Photo: Christopher Jue/ Getty Images.

The stalemate over marriage equality looks set to continue in Australia until at least the end of 2017 after a special meeting of the Liberal Party room to debate the issue decided to try to obtain parliamentary approval for a national compulsory plebiscite once again.

The party has been split between those who favour of same-sex marriage and hardline conservatives against it, while others have sought to find middle-ground in order to end the long-running debate which has distracted the government from its economic agenda.

Liberal MPs met in Canberra for two hours this afternoon after prime minister Malcolm Turnbull called an extraordinary meeting to debate the issue, which has come to the surface again via a private private members’ bill from a group of Coalition MPs, led by WA senator Dean Smith for a parliamentary “free” vote on the issue.

But following the two-hour meeting, the Liberals decided overwhelmingly to maintain their policy position of a plebiscite. Only six MPs backed the move to a free vote: Trevor Evans, Jason Wood, Tim Wilson, John Alexander, Warren Entsch and Trent Zimmerman.

Under the government’s existing proposal, if the majority of Australian’s voted in favour of same-sex marriage, it would then move to a free vote in parliament.

Labor backed the private member’s bill as “an acceptable compromise” after caucus met to discuss the issue earlier today.

Cabinet also met earlier in the day and went into the party room meeting with a three-step plan, starting with the plebiscite once again. If that fails to gain majority support in parliament – the Senate blocked the government’s plebiscite election promise in October last year in a 33-29 vote – the next step would be a postal vote, an idea put forward by immigration minister Peter Dutton.

The postal vote would not be compulsory and would not require parliamentary approval.

THE EXERCISE: Continue the news article about the Liberal Party's same-sex marriage debate, picking up after its last sentence.

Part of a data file
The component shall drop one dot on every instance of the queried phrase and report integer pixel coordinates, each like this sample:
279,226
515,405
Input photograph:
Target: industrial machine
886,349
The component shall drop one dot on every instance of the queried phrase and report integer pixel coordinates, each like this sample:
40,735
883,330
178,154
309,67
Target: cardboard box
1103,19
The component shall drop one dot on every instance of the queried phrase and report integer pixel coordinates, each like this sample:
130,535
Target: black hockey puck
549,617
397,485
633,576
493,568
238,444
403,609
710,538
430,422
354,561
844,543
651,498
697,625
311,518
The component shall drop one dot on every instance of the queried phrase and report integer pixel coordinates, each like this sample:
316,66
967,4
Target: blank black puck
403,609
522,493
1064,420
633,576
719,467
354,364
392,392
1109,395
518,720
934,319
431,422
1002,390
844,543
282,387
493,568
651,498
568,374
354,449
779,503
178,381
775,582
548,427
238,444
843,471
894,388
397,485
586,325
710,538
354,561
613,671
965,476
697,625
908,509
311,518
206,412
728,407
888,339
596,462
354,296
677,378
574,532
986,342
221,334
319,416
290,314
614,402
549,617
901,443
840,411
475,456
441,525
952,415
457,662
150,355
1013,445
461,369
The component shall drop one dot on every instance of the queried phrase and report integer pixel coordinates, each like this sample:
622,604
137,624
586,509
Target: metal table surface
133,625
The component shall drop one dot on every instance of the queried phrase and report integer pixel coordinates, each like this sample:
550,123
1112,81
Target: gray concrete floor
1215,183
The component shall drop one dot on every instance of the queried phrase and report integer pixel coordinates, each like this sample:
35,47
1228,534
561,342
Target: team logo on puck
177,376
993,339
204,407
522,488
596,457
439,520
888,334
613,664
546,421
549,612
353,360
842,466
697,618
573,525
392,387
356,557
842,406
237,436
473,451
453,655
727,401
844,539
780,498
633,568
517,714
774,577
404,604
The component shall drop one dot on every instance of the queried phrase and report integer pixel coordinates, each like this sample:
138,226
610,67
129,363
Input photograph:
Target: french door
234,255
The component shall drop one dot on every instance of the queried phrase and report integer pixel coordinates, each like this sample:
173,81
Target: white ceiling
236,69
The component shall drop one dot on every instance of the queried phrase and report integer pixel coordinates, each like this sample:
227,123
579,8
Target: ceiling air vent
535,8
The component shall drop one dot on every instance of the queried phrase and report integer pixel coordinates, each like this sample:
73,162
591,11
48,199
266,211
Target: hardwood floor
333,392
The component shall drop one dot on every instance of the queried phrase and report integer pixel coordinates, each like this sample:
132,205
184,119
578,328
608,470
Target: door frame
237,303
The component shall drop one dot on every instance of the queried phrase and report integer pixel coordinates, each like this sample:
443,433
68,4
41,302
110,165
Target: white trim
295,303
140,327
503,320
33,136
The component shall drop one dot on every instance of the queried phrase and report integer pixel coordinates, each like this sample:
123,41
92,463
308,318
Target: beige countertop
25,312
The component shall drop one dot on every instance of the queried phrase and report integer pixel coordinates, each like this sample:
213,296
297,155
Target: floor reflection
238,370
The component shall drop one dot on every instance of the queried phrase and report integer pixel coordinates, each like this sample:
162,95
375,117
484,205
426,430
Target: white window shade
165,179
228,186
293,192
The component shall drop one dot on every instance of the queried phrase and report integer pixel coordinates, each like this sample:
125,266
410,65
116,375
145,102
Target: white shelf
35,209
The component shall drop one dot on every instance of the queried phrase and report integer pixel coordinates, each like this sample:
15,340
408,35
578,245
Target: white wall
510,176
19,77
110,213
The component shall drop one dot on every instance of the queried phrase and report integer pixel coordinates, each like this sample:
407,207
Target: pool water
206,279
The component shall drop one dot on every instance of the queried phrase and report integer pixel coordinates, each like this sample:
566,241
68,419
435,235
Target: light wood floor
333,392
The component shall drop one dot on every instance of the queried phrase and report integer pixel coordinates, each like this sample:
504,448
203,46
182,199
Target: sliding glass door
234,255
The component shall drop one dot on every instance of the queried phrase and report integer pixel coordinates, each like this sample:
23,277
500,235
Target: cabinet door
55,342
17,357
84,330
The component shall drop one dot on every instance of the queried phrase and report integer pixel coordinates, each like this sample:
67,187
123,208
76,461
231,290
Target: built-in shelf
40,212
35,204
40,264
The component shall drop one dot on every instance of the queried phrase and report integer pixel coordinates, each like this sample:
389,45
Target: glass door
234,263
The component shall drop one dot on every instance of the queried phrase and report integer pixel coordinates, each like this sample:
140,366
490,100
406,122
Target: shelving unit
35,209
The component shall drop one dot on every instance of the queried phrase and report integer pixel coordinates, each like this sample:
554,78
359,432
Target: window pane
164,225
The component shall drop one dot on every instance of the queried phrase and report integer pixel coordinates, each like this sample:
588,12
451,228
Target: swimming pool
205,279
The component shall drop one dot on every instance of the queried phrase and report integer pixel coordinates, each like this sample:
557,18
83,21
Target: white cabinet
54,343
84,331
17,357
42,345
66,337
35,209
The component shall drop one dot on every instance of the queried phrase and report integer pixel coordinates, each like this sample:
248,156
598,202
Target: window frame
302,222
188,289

TASK RESULT:
Lobby group Australian Marriage Equality has already threatened a legal challenge if the postal vote plan, which is expected to cost taxpayers up to $40 million, goes ahead.

If both of those ideas fail, the Cabinet’s Plan C is free vote by the end of the year, but speaking after the decision today, finance minister Mathias Cormann said whether than would go ahead would be considered by the joint party room in a meeting on Tuesday.

“The government is committed to keep faith with the promise we made at the last election,” he said.

Senator Cormann said was not up to the Senate to decision if they preferred to back a compulsory plebiscite or the optional postal vote.

“If there are concerns about the voluntary postal plebiscite then I would encourage those senators who are so concerned to consider supporting the government’s bill,” he said.

Cormann says the plebiscite legislation is likely to return to the Senate this week.

Australian Marriage Equality co-chair Alex Greenwich called the plebiscite a failed policy and the postal vote flawed.

“The government has yet again decided to delay, drag on and disappoint people with their decision today,” he said.

“They had the opportunity to resolve this matter through a vote in parliament and they said ‘no’, we’re going to drag this out.”

Opposition leader Bill Shorten called the government’s decision “ridiculous”.